9 декабря по пути обратно Диккенс остановился в Париже – гастролировавший там Макриди ввел его в театральные круги; пообщался с цветом литературы: Гюго, Готье, Дюма, де Виньи, историком Мишле (по-французски он говорил, но тогда еще плохо), 22-го вернулся в Геную. Вышли «Колокола» и наделали много шуму среди политиков, но такого читательского интереса, как история Скруджа, не вызвали – простому читателю вещь эта показалась и недоброй, и чересчур сложной.

В январе 1845 года Диккенс в Генуе свел знакомство с политиком Камилло Кавуром, одним из идеологов объединения Италии (та была раздроблена на массу отдельных государств, почти все из которых были реакционными), и швейцарским банкиром Эмилем де ла Рю: жена его, англичанка, страдала загадочной нервной болезнью, которую Фрейд потом назовет истерией: видения, конвульсии, обмороки и т. п. Диккенс проникся к Огасте де ла Рю жалостью и решил попробовать гипноз.

Он – по его словам – вводил ее в транс и расспрашивал о ее видениях; будто бы это помогало. Он вспоминал спустя 20 лет: «Я гипнотизировал ее ежедневно… Однажды ночью, в Риме, меня вызвал к ней ее муж. У нее был нервный припадок. Она лежала, свернувшись плотным клубком, и понять, где у нее голова, можно было, лишь проведя рукою по ее длинным волосам и нащупав их корни. Прежде такой припадок продолжался у нее по крайней мере часов тридцать. Это была страшная картина; я уж стал сомневаться, смогу ли ей помочь. Однако через полчаса она спала покойным и естественным сном и на другое утро была совсем здорова. Когда я в тот раз уехал из Италии, ее видения исчезли. С течением времени они появились снова и с тех пор мучили ее всегда».

Цель задания:
Перепишите фрагмент текста о Диккенсе от слов «В январе 1845» до слов «решил попробовать гипноз.», заменив «жалостью» на «сочувствием». Листинг никак не связан с текстом о Диккенсе.

Исходные данные:
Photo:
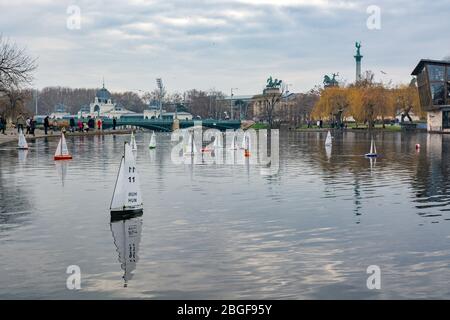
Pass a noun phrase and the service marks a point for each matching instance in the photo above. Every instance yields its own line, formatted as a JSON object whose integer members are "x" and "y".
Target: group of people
{"x": 28, "y": 125}
{"x": 2, "y": 124}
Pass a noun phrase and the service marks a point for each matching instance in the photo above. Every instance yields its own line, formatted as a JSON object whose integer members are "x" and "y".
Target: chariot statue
{"x": 273, "y": 83}
{"x": 330, "y": 82}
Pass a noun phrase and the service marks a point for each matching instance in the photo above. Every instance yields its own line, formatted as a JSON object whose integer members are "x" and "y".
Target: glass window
{"x": 437, "y": 93}
{"x": 424, "y": 97}
{"x": 422, "y": 78}
{"x": 446, "y": 119}
{"x": 436, "y": 73}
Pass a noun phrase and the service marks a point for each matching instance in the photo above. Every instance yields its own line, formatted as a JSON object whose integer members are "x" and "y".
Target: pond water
{"x": 310, "y": 230}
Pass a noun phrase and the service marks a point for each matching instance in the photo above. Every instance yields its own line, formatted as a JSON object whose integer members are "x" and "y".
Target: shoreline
{"x": 12, "y": 135}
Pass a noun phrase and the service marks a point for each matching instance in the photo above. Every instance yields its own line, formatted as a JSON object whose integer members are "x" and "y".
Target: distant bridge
{"x": 167, "y": 125}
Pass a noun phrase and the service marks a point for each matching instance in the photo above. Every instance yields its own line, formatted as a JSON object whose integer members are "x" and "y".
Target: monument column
{"x": 358, "y": 58}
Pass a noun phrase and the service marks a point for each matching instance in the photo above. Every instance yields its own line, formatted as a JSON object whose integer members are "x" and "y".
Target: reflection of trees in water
{"x": 397, "y": 161}
{"x": 431, "y": 184}
{"x": 127, "y": 237}
{"x": 14, "y": 204}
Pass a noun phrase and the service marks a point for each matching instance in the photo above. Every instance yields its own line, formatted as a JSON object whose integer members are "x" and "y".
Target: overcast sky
{"x": 208, "y": 44}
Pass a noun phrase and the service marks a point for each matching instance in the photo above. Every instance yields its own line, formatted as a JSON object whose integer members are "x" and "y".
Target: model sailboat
{"x": 218, "y": 144}
{"x": 62, "y": 153}
{"x": 152, "y": 144}
{"x": 127, "y": 236}
{"x": 373, "y": 150}
{"x": 233, "y": 145}
{"x": 133, "y": 142}
{"x": 190, "y": 148}
{"x": 244, "y": 143}
{"x": 23, "y": 145}
{"x": 127, "y": 197}
{"x": 328, "y": 140}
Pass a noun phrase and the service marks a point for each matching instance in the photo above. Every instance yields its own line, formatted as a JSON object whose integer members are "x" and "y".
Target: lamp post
{"x": 231, "y": 103}
{"x": 160, "y": 87}
{"x": 35, "y": 98}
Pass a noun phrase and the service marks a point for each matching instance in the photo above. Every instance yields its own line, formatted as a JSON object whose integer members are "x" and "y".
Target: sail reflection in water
{"x": 127, "y": 236}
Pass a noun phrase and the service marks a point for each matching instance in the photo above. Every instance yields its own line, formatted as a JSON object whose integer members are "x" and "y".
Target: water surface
{"x": 227, "y": 231}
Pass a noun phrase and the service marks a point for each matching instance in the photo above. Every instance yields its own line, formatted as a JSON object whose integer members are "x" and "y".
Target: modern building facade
{"x": 103, "y": 106}
{"x": 433, "y": 80}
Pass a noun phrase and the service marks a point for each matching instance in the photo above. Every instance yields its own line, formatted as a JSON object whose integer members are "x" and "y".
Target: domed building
{"x": 103, "y": 103}
{"x": 103, "y": 106}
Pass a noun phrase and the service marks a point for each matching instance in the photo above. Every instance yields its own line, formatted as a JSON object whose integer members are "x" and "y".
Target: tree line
{"x": 368, "y": 101}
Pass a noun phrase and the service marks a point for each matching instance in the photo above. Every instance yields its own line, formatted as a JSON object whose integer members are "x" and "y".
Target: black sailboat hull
{"x": 126, "y": 214}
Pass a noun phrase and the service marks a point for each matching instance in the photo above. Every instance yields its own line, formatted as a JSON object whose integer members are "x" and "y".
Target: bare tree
{"x": 16, "y": 66}
{"x": 271, "y": 99}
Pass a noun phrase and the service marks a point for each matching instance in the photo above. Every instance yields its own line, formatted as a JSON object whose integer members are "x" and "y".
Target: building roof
{"x": 103, "y": 94}
{"x": 423, "y": 62}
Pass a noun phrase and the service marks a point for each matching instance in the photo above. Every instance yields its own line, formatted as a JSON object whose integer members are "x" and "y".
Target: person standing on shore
{"x": 46, "y": 124}
{"x": 20, "y": 122}
{"x": 28, "y": 122}
{"x": 32, "y": 125}
{"x": 72, "y": 124}
{"x": 54, "y": 125}
{"x": 2, "y": 124}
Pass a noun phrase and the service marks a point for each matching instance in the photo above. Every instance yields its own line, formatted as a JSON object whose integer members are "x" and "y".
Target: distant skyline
{"x": 222, "y": 44}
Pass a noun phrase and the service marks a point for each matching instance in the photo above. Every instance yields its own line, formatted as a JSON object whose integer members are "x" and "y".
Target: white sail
{"x": 233, "y": 142}
{"x": 127, "y": 192}
{"x": 190, "y": 147}
{"x": 218, "y": 143}
{"x": 61, "y": 149}
{"x": 244, "y": 141}
{"x": 328, "y": 140}
{"x": 247, "y": 142}
{"x": 127, "y": 236}
{"x": 22, "y": 141}
{"x": 373, "y": 149}
{"x": 328, "y": 151}
{"x": 133, "y": 142}
{"x": 152, "y": 143}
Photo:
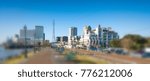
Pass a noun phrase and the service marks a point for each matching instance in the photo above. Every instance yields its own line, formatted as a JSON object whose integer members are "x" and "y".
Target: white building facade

Поле ответа:
В январе 1845 года Диккенс в Генуе свел знакомство с политиком Камилло Кавуром, одним из идеологов объединения Италии (та была раздроблена на массу отдельных государств, почти все из которых были реакционными), и швейцарским банкиром Эмилем де ла Рю: жена его, англичанка, страдала загадочной нервной болезнью, которую Фрейд потом назовет истерией: видения, конвульсии, обмороки и т. п. Диккенс проникся к Огасте де ла Рю сочувствием и решил попробовать гипноз.